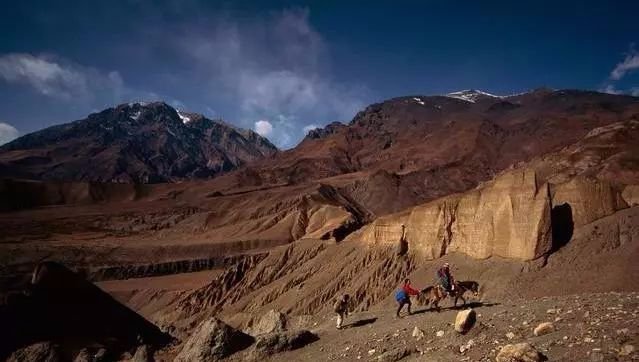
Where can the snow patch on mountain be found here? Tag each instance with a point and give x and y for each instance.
(185, 119)
(136, 115)
(471, 95)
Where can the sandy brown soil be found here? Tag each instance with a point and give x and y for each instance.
(585, 324)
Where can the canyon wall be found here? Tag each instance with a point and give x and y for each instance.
(509, 217)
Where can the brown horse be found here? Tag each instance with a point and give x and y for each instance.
(436, 293)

### Exercise instructions
What is needed is a verbatim copy of the material, minus its pictures.

### Finished task
Where can the snow patch on mountain be found here? Tag each instance with a point and give x and y for each instance.
(185, 119)
(136, 115)
(471, 95)
Where can the sandy brown soil be found here? Tag each instance with a point and give x and y for each instance.
(585, 324)
Where can the canyon wall be found here? Tag each instance with a point and give x and y for each instance.
(509, 217)
Where can the brown horse be found here? Tag each instance with a point and give x and y for each instance.
(436, 293)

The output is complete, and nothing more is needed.